Annotated coordinate records:
============
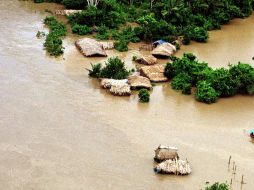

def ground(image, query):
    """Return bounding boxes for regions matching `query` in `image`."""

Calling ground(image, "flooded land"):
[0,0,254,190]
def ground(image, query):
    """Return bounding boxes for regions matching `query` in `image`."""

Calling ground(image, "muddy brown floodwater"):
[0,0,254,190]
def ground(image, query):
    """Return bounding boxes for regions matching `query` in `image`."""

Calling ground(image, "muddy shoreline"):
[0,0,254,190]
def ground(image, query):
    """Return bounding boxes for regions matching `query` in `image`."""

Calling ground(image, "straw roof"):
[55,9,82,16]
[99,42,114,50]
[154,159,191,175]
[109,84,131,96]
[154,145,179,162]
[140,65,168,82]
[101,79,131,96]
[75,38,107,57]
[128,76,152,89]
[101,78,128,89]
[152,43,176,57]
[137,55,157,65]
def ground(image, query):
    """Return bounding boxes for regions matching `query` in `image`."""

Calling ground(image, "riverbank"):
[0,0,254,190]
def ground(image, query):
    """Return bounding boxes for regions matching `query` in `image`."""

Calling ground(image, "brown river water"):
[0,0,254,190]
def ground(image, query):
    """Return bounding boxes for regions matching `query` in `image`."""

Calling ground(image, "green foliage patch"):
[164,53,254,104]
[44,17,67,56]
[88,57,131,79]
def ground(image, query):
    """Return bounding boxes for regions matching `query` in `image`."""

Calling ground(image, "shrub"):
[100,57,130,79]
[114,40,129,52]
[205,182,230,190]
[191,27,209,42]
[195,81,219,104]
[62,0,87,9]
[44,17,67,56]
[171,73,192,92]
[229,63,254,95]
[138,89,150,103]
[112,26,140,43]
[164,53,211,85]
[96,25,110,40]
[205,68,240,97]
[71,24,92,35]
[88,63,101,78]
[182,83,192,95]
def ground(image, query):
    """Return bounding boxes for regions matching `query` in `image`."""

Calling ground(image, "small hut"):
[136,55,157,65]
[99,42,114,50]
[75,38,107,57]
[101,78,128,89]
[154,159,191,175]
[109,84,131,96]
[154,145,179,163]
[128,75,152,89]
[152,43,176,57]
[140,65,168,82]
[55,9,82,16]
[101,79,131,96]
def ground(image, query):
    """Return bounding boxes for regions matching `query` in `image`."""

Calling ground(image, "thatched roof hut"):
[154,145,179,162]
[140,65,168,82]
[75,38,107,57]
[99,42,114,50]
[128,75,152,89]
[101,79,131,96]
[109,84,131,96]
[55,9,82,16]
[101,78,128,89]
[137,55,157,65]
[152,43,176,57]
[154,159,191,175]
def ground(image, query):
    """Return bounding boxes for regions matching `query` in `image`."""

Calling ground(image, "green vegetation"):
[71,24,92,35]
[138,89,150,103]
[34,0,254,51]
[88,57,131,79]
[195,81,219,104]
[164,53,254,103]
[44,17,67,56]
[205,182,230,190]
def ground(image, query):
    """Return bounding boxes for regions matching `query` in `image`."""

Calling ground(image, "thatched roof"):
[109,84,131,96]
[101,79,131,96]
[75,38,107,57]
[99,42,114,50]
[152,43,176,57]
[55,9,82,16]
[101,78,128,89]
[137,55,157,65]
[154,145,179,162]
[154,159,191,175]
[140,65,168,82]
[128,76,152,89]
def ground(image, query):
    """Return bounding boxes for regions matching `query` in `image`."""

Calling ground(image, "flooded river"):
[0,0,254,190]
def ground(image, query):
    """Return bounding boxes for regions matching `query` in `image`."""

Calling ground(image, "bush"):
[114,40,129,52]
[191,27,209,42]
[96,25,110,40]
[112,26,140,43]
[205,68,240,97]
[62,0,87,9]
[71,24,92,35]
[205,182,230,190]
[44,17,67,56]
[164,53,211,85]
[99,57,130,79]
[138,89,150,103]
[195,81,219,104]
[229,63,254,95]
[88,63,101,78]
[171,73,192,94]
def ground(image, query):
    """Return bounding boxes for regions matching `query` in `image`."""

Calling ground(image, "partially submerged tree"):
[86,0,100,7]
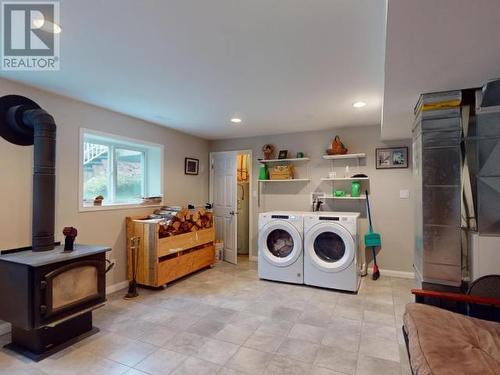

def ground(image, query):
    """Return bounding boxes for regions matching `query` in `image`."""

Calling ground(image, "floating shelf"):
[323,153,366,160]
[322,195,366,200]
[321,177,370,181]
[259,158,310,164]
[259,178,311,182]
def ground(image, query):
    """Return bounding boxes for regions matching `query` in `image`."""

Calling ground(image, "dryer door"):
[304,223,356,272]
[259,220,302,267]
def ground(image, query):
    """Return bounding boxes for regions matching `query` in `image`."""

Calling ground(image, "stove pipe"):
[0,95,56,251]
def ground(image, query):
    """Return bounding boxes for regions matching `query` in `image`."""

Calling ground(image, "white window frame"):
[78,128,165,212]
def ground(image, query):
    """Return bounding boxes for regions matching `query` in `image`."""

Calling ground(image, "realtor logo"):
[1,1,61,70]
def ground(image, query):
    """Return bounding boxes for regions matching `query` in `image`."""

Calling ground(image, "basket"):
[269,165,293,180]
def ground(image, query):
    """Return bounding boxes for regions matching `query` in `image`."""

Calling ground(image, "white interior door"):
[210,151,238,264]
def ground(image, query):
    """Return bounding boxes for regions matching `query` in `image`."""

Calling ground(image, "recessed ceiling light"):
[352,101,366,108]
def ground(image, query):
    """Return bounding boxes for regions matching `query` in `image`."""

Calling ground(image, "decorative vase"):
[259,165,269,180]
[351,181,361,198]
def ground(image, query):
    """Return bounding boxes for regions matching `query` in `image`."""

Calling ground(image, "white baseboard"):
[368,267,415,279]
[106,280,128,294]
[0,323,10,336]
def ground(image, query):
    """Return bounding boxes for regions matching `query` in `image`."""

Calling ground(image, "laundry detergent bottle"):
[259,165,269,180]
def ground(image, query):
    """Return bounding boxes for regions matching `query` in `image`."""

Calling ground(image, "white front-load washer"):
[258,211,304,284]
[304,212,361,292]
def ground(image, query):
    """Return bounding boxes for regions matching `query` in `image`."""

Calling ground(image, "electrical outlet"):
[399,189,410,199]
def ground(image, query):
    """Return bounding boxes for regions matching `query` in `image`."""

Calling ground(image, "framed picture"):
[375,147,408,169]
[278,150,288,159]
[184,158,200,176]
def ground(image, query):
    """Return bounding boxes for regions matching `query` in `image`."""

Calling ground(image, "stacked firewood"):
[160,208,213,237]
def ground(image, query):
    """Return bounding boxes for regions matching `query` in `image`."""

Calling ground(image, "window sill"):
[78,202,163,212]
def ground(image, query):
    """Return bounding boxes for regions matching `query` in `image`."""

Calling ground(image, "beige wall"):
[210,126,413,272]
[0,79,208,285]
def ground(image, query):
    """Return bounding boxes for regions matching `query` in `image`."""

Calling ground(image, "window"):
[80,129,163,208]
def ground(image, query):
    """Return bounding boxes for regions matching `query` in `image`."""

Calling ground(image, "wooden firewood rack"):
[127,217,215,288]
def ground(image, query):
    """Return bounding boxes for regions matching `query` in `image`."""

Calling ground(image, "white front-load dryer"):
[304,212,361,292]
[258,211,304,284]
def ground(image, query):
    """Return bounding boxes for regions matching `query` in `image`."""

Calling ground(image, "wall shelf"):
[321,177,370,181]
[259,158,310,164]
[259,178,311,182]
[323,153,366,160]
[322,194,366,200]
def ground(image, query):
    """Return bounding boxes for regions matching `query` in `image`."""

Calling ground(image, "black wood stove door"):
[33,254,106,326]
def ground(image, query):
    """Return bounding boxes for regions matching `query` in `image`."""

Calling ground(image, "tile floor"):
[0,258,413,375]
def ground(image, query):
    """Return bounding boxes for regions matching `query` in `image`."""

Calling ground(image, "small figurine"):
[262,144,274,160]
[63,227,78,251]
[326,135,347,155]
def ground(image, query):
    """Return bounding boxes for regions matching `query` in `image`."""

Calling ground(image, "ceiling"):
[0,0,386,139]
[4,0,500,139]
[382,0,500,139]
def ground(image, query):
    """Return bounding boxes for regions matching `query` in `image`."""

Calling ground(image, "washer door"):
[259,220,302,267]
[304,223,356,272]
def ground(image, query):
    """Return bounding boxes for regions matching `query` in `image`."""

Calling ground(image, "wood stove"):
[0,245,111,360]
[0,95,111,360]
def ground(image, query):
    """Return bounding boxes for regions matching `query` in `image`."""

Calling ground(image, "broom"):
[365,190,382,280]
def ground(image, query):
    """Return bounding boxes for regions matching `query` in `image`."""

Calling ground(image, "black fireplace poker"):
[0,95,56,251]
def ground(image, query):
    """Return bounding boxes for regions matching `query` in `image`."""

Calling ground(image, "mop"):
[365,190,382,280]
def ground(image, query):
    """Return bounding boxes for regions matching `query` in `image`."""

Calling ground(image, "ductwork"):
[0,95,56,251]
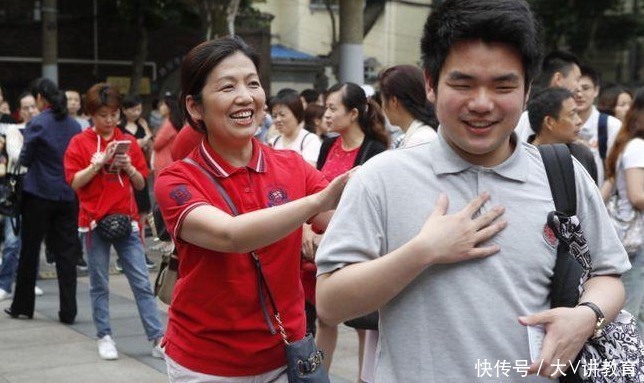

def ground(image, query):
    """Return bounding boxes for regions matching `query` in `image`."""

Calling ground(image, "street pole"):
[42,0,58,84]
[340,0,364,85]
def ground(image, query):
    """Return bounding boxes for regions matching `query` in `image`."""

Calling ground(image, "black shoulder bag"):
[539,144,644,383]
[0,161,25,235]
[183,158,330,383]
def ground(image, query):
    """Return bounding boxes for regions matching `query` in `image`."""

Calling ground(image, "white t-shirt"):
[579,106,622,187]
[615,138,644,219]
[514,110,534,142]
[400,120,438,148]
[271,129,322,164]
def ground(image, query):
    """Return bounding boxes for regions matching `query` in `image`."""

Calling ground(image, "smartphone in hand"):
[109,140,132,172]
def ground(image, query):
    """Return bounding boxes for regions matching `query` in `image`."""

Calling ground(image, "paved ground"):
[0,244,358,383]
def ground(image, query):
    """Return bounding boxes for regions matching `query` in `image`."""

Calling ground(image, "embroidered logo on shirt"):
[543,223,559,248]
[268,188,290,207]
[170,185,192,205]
============
SET TASK. Please gather every line of the data above that contains the string "shelf".

ANSWER TO THIS PROBLEM.
Calling ground(image, "floating shelf"):
Calling ground(image, "wall shelf"):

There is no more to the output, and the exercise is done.